### Estratto del testo
·····

Napolitano, troppa Europa e poco Sud

Forse l’unico scatto che si è concesso è stato quando, senza giri di parole, ha parlato della speculazione finanziaria che oggi colpisce l’Italia: “L’obiettivo è l’Europa ed europea deve essere la risposta”. Questa è stato, forse, l’unico passaggio ‘passionale’, sentito, di un discorso per certi versi un po’ troppo scontato. Sì, ieri sera dal Presidente della Repubblica, che si è cimentato nel tradizionale discorso di fine anno, ci aspettavamo di più. Invece, per tanti, troppi argomenti abbiamo sentito le stesse parole, gli stessi discorsi, le stesse raccomandazioni, gli stessi riproponimenti, le stesse promesse, le stesse precisazioni, in una parola, le solite cose che gli sentiamo dire da tempo. Peccato.
E’ stata, alla fine, un’occasione sciupata. L’inizio, tanto per cambiare, è stato sugli ormai immancabili 150 anni dell’Unità d’Italia. Solita retorica patriottistica. Con un accenno al “risveglio” che il capo dello Stato vede nel nostro Paese. Sinceramente, non abbiamo capito a quale ‘“risveglio” abbia fatto riferimento il nostro presidente.
Per un attimo – essendo Napoliano un uomo del Sud e ed essendo noi gente del Sud Italia – abbiamo sperato a un riferimento sugli equivoci del Risorgimento. Ci siamo illusi che, finalmente, a ricordare che il Sud d’Italia non solo non ha affatto gradito l’arrivo dei piemontesi nel 1860, ma ha vissuto quel periodo come una conquista da parte di gente odiosa non siano solo i libri di Pino Aprile e dibattiti che, grazie a Dio, vanno prendendo piede in tanti centri del Mezzogiorno. Abbiamo sperato che anche il Presidente della Repubblica – che la tormentata storia del nostro Paese degli ultimi 150 anni la conosce bene – avesse deciso di dire che, in effetti, 150 anni fa qualcosa non è andata per il verso giusto: che i guasti provocati al Sud in quegli anni sono stati enormi: che tali guasti, nel corso dei decenni, si sono incancreniti: che l’economia del Sud d’Italia, da allora ad oggi, è cresciuta molto meno rispetto al Nord del Paese: che oggi la questione meridionale è stata del tutto rimossa dalla politica nazionale. Invece, purtroppo, non abbiamo sentito nulla di tutto questo. Peccato.
Peccato perché Napolitano è un uomo politico di qualità: da lui ci saremmo aspettati non solo un accenno fermo alla questione meridionale, ma anche un invito perentorio al governo nazionale ad occuparsi del Sud. Invece, nulla di tutto questo è stato detto. Peccato.

·····

### Istruzioni
1. Indica se ciascuna affermazione concorda con l'articolo sul discorso di Napolitano. Rispondi sì o no e cita tra virgolette le parole dell'articolo che lo stabiliscono.
(a) Il discorso è cominciato con i 150 anni dell'Unità d'Italia.
(b) Napolitano ha invitato il governo nazionale a occuparsi del Sud.
(c) Napolitano ha detto che la risposta alla speculazione finanziaria deve essere europea.
2. Riscrivi le righe dalla prima fino a quella che contiene "x=165 y=169" inclusa, rinominando "keypoint" in "marker" e lasciando invariato tutto il resto.
L'articolo e le righe hanno provenienze diverse.

·····

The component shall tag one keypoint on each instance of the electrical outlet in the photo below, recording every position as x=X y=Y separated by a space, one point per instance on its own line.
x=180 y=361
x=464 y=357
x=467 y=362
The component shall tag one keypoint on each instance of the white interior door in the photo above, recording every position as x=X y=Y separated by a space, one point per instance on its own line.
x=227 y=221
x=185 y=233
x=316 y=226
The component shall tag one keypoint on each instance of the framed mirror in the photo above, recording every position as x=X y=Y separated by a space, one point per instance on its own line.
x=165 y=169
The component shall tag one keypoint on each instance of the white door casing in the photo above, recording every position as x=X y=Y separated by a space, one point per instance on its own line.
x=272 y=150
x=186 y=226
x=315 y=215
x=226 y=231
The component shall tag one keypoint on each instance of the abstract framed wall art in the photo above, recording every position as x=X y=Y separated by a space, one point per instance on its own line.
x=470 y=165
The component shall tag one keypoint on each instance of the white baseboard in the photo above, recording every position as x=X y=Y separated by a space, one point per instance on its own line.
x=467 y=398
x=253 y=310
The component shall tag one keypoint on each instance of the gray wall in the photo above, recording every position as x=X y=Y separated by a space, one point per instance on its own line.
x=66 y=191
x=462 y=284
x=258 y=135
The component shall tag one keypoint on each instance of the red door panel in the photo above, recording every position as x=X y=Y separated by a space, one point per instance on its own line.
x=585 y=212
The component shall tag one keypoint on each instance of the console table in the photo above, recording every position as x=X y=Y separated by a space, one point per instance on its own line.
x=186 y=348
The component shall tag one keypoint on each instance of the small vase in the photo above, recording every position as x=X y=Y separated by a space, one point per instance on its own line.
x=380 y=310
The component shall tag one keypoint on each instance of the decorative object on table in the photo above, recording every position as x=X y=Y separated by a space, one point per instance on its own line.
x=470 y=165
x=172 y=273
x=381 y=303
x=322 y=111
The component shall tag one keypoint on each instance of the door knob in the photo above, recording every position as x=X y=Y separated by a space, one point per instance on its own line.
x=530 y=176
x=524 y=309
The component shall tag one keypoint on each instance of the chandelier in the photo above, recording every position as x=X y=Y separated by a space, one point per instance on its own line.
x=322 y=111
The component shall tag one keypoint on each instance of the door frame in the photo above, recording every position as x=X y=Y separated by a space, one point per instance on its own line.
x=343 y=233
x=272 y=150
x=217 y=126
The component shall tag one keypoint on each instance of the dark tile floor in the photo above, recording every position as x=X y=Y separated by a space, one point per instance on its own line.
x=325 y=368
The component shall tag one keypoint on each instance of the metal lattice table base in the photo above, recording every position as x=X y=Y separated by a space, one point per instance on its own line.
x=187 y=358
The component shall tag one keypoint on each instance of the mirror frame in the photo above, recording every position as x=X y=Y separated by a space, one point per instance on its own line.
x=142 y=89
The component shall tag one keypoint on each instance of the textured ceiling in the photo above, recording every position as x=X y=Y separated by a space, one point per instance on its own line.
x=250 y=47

·····

### Risposte fornite
1.
(a) Sì: «L’inizio, tanto per cambiare, è stato sugli ormai immancabili 150 anni dell’Unità d’Italia.»
(b) No: «da lui ci saremmo aspettati non solo un accenno fermo alla questione meridionale, ma anche un invito perentorio al governo nazionale ad occuparsi del Sud. Invece, nulla di tutto questo è stato detto.»
(c) Sì: «“L’obiettivo è l’Europa ed europea deve essere la risposta”»

2.
The component shall tag one marker on each instance of the electrical outlet in the photo below, recording every position as x=X y=Y separated by a space, one point per instance on its own line.
x=180 y=361
x=464 y=357
x=467 y=362
The component shall tag one marker on each instance of the white interior door in the photo above, recording every position as x=X y=Y separated by a space, one point per instance on its own line.
x=227 y=221
x=185 y=233
x=316 y=226
The component shall tag one marker on each instance of the framed mirror in the photo above, recording every position as x=X y=Y separated by a space, one point per instance on its own line.
x=165 y=169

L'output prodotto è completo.